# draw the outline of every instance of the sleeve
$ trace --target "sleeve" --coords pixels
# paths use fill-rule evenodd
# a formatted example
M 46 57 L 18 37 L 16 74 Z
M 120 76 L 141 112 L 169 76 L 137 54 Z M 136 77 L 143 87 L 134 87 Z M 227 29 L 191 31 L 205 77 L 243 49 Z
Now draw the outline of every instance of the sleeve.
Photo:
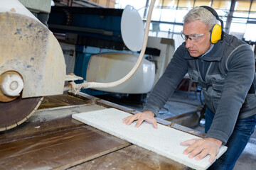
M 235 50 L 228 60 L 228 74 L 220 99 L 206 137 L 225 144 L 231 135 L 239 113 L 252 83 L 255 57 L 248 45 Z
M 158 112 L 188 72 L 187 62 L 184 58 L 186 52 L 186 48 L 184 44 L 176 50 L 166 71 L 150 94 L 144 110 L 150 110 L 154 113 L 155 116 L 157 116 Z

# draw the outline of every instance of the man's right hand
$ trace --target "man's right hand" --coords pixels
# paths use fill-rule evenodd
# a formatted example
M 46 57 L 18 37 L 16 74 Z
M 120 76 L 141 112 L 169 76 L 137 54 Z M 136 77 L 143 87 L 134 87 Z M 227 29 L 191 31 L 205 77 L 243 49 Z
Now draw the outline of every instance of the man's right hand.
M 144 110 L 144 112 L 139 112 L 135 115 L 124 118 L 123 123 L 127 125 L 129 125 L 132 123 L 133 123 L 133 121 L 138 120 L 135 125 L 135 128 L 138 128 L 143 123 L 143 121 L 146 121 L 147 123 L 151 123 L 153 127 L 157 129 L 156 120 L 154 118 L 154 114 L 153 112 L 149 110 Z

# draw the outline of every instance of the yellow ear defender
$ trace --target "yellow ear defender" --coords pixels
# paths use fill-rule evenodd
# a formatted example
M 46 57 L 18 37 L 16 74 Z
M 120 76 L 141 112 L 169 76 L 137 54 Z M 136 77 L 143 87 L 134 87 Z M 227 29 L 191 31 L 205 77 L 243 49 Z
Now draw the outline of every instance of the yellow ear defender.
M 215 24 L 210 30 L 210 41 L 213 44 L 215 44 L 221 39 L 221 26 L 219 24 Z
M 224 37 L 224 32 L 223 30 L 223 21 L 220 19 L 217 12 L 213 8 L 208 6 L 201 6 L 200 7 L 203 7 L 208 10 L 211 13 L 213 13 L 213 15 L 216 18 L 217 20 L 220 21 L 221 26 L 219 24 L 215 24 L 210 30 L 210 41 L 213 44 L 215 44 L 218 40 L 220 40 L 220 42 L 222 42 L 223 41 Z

——

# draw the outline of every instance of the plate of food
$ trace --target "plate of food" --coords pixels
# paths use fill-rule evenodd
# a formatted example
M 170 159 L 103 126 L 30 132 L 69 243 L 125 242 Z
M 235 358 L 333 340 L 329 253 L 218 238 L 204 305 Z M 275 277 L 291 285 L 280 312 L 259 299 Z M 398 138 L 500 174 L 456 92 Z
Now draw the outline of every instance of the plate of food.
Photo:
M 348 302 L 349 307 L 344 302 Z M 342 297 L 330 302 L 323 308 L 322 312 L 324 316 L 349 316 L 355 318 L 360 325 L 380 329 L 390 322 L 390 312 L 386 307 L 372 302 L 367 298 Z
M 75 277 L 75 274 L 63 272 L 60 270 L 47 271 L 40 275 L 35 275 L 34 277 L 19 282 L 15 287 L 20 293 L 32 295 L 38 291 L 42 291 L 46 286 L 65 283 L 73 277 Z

——

Reproduce the material from the line with "# draw the outline of every instance of the sleeve" to the line with "M 144 110 L", changing "sleeve" to "cuff" and keeping everything else the same. Leave the pictures out of your answer.

# draw the outline of every instance of the cuff
$ trace --target "cuff" --coords pixels
# paths use fill-rule evenodd
# a formatted example
M 46 57 L 18 37 L 16 74 Z
M 120 76 L 141 112 L 169 76 L 137 54 Z M 136 77 L 143 87 L 134 87 Z M 227 29 L 191 31 L 205 77 L 243 49 Z
Now draw the outline of every instance of the cuff.
Photo:
M 235 50 L 228 60 L 228 74 L 220 99 L 206 137 L 225 144 L 231 135 L 239 113 L 252 83 L 255 57 L 248 45 Z
M 158 112 L 188 72 L 187 62 L 184 58 L 186 52 L 186 48 L 184 44 L 176 50 L 166 71 L 150 94 L 144 110 L 150 110 L 154 113 L 155 116 L 157 116 Z

# draw the outline of every instance of the man's right hand
$ trace --target "man's right hand" --coords pixels
# paths use fill-rule evenodd
# a formatted example
M 46 57 L 18 37 L 16 74 Z
M 120 76 L 141 112 L 169 76 L 137 54 Z M 136 77 L 143 87 L 134 87 Z M 227 29 L 191 31 L 205 77 L 243 49 Z
Now draw the outline of every instance of the man's right hand.
M 144 110 L 144 112 L 139 112 L 135 115 L 124 118 L 123 123 L 127 125 L 129 125 L 132 123 L 133 123 L 133 121 L 138 120 L 135 125 L 135 128 L 138 128 L 143 123 L 143 121 L 146 121 L 147 123 L 151 123 L 153 127 L 157 129 L 156 120 L 154 118 L 154 114 L 153 112 L 149 110 Z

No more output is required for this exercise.